• [PASSAGE EXTRAIT]:
Il est temps, tout de même, d’illustrer mon propos en présentant véritablement Petite amie. C’est à vrai dire un disque pop jusque dans sa construction, évidente et efficace, alternant chansons mélancoliques en piano-voix, envolées lancinantes et atmosphériques, et morceaux plus pêchus et dansants. La production, raffinée et élégante, sans la moindre aspérité apparente, et les arrangements minimaux, discrets, renforcent l’impact émotionnel des virtuoses vocalises d’Armanet. Sa voix reste l’instrument le plus essentiel de ses chansons, et aussi leur aspect le plus ouvertement excentrique. Délivrant des aigus dont les nuances semblent travaillées jusqu’à l’écœurement, l’interprète donne vie à ses mots finement assemblés avec une rigueur qui ne fait que très rarement défaut. Lorsque ça ne fonctionne pas, comme sur le refrain de “Manque d’amour”, c’est simplement parce que les parties vocales sont trop sur-jouées pour émouvoir. Il peut d’ailleurs être compliqué de dépasser la légère artificialité dont Armanet fait preuve parfois dans son phrasé. “L’amour en solitaire” et le détachement pudique qui le caractérise, ou la subtile exaspération parcourant “À la guerre comme à l’amour” en sont des exemples éclatants. Je peux comprendre qu’on reste de marbre face à la formule Armanet. Il y a quelque chose que je ne peux expliquer quand je cherche les raisons qui font que l’équilibre de sa musique me touche autant. Mieux vaut peut-être alors me diriger vers l’analyse des textes.
La musique d’Armanet ne tient pas seulement à une voix, mais aussi à un langage, qu’on a vite tendance à réduire à un romantisme excessif et à un jeu très sonore sur l’agencement des mots. “L’amour en solitaire”, ouverture de l’album devenue, avec son refrain imparable orné de chœurs entêtants, la chanson-signature d’Armanet, est à ce titre un coup de maître, une sorte de précis du style de son autrice. Elle mélange les registres, bricole des images ambigües qui deviennent évidentes, s’amuse de la syntaxe avec finesse. Son goût du décalage subtil, entre sincérité et dérision, s’exprime de manière exemplaire par la construction parallèle des deux strophes du refrain.

• [ENREGISTREMENTS FOURNIS]:
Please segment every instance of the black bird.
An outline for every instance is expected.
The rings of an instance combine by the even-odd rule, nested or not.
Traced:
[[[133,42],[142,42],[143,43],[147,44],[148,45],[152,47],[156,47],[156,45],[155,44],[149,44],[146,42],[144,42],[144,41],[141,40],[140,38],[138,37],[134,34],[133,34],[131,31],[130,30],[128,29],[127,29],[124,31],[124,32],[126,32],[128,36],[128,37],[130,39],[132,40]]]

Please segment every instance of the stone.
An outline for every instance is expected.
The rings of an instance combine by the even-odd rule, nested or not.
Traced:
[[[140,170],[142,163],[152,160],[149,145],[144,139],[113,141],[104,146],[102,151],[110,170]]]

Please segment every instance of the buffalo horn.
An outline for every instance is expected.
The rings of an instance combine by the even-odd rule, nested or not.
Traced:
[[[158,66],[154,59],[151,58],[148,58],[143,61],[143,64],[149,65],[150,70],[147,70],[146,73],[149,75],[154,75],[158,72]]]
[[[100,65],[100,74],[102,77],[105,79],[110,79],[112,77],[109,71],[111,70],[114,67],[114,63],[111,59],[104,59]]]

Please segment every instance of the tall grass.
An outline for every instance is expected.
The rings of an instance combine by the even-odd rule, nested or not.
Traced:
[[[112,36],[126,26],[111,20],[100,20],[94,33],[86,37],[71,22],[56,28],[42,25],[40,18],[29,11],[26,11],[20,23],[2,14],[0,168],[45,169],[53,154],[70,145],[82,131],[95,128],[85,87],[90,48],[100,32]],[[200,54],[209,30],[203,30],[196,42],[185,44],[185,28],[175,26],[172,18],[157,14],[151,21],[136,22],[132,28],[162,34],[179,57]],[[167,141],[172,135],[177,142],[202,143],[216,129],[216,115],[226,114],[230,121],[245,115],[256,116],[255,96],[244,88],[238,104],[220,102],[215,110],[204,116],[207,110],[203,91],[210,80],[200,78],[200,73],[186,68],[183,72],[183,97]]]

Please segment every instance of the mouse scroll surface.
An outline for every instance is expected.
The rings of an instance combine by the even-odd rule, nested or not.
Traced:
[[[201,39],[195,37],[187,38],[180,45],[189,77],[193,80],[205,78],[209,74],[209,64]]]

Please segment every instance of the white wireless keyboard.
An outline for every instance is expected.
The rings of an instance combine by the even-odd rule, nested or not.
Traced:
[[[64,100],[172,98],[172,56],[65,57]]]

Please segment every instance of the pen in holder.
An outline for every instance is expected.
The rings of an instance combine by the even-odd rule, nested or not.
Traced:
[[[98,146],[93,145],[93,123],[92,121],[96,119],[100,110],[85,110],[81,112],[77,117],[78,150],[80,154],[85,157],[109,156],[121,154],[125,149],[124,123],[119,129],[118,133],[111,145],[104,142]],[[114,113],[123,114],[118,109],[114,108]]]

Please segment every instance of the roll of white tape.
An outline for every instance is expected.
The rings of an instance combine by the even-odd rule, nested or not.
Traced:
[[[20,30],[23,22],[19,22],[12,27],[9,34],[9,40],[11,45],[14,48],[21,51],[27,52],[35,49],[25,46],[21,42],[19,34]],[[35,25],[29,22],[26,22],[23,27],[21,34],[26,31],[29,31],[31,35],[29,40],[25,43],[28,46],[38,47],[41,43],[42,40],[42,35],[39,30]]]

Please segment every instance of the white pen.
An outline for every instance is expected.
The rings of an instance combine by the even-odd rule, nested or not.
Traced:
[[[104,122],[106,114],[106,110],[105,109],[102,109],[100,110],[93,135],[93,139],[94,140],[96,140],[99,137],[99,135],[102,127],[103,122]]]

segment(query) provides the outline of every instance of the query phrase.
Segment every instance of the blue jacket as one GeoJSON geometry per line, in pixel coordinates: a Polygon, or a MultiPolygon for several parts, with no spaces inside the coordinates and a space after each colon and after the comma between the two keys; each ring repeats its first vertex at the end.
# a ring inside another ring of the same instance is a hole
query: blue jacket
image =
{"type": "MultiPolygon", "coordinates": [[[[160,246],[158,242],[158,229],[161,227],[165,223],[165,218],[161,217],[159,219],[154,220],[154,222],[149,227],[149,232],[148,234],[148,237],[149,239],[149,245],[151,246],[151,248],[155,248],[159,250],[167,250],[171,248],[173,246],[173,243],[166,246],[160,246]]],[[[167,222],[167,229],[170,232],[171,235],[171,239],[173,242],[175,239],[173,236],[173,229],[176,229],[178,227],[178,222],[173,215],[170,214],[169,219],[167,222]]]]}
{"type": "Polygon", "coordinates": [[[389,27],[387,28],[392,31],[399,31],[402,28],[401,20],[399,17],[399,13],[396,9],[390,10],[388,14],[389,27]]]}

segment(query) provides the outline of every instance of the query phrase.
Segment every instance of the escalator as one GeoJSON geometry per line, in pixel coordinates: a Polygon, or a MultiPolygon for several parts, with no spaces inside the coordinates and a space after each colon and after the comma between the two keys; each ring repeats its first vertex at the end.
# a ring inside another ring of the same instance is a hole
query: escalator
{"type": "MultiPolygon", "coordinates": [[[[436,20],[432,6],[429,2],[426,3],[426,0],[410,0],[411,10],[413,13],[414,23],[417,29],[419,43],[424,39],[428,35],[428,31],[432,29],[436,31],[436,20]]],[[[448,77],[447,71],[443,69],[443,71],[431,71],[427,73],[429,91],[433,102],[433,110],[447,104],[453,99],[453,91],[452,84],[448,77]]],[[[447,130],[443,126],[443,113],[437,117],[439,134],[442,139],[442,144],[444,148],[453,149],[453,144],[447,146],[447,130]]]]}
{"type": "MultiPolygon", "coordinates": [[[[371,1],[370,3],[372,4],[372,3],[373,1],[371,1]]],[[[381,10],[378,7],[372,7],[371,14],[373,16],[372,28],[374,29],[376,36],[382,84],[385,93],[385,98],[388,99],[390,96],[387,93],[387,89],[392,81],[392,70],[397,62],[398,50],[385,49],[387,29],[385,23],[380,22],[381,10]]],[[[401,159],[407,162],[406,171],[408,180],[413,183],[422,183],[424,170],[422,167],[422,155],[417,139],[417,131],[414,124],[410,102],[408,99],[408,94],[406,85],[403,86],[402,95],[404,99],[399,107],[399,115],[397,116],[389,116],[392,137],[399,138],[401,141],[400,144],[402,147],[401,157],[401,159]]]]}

• [TÂCHE À RÉALISER]:
Pour chacune des affirmations suivantes, dites si elle concorde avec le passage extrait en répondant par oui ou par non, et citez les mots du texte qui tranchent.
1. La voix d'Armanet est présentée comme l'instrument le plus essentiel de ses chansons.
2. Les arrangements de Petite amie sont décrits comme abondants et chargés.
3. « L’amour en solitaire » est le morceau qui clôt l'album.

• [RÉPONSE ATTENDUE]:
1. Oui : « Sa voix reste l’instrument le plus essentiel de ses chansons ».
2. Non : « les arrangements minimaux, discrets ».
3. Non : « ouverture de l’album ».